• _PROVIDED PASSAGE_:
════════

In terms of sales, customer base and now actual profits, the words, "Sears Holding Company", are just a long drawn out way to say "FAIL". The only question for me is how much of this "failure" has been deliberate. The decline started when the "money types" took over and it certainly accelerated when Lampert, one of the ULTIMATE moneychangers and the current BOD became involved.

I've always been forced to wonder how much of the decline and fall of an icon, if I can wax a tad poetic here, is due to the "get in, grab everything you can and get out." mentality that has seemed to govern big business in this country for about the last two decades.


nofs, I wasn't going to post this, but it seems to tie in with your point. The author has previous connections with Kmart.
LT Rolling Eyes

Sears and Kmart defy bottomline gravity


Quote:
Now four-years later the company continues to produce a steady stream of comp-store decreases, although the double-digit drops have calmed to single digits. Although analysts continue to scratch their heads, Lampert’s once again building a bankroll as profits are up significantly. Lampert’s position is that producing fewer sales at a higher margin is a recipe for success.

════════

• _RECORDED DATA_:
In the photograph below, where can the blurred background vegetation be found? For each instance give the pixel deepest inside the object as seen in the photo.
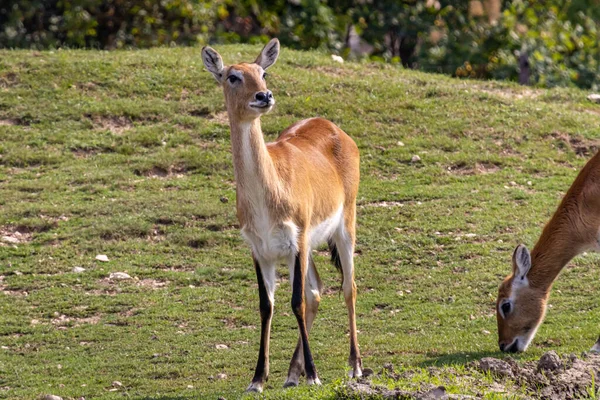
(544, 43)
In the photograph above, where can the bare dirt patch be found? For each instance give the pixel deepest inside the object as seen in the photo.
(115, 124)
(152, 283)
(478, 169)
(511, 93)
(383, 204)
(581, 146)
(176, 171)
(9, 79)
(61, 321)
(550, 377)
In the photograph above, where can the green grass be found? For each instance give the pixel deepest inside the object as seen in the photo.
(127, 154)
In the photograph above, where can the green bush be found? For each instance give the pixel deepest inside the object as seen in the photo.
(561, 47)
(105, 24)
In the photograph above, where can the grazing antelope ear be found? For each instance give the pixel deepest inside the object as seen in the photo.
(269, 54)
(213, 62)
(521, 261)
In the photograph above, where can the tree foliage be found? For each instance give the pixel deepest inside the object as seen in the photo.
(555, 42)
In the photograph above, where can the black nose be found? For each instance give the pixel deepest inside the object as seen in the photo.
(264, 96)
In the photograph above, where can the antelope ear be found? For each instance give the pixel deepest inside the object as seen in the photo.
(521, 261)
(269, 54)
(213, 62)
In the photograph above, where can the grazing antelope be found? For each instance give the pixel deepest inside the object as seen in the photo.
(292, 195)
(574, 228)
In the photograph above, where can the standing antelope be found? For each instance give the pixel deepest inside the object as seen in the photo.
(292, 195)
(574, 228)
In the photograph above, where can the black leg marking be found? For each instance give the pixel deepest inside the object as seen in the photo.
(266, 311)
(297, 300)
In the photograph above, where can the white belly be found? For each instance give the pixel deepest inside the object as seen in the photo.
(323, 232)
(274, 241)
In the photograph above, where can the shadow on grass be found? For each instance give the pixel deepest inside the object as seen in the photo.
(458, 358)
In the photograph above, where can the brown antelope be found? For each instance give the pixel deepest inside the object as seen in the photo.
(574, 228)
(292, 195)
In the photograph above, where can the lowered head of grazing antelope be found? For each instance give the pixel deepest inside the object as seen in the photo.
(244, 84)
(520, 308)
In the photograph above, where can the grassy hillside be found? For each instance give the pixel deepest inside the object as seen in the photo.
(126, 154)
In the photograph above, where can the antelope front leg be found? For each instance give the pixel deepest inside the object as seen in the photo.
(596, 347)
(299, 308)
(265, 275)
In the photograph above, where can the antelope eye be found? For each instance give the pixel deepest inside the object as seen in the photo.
(505, 307)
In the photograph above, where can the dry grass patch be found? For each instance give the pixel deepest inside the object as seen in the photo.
(15, 235)
(115, 124)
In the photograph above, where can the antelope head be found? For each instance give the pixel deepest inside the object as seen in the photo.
(520, 308)
(244, 85)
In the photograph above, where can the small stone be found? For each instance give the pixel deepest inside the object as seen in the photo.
(594, 97)
(10, 239)
(550, 361)
(389, 367)
(119, 276)
(495, 367)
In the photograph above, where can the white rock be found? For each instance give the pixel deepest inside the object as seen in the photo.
(594, 97)
(10, 239)
(119, 276)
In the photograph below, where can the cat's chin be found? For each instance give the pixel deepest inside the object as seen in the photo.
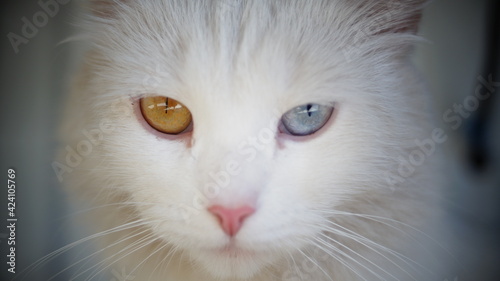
(232, 262)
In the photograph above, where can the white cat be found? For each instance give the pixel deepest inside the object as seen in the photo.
(256, 140)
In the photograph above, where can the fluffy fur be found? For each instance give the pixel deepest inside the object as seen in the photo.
(328, 205)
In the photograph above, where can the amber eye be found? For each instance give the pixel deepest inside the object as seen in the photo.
(165, 114)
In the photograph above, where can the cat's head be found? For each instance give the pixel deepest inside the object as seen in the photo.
(236, 128)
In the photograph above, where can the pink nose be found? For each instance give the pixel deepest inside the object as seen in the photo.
(231, 220)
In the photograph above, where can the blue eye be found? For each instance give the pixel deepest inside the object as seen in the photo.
(306, 119)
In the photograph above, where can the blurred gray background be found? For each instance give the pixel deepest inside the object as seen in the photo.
(461, 48)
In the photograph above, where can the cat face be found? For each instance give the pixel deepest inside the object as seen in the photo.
(246, 183)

════════

• _STATED EXERCISE A_: In the Sears post, what is Lampert's position on producing fewer sales?
• _STATED EXERCISE B_: Rewrite everything from "I've always been" down to "connections with Kmart." in the Sears post, replacing "icon" with "institution".
The records have no connection to the Sears post.

• _REPLY A_: His position is that producing fewer sales at a higher margin is a recipe for success.

• _REPLY B_:
I've always been forced to wonder how much of the decline and fall of an institution, if I can wax a tad poetic here, is due to the "get in, grab everything you can and get out." mentality that has seemed to govern big business in this country for about the last two decades.


nofs, I wasn't going to post this, but it seems to tie in with your point. The author has previous connections with Kmart.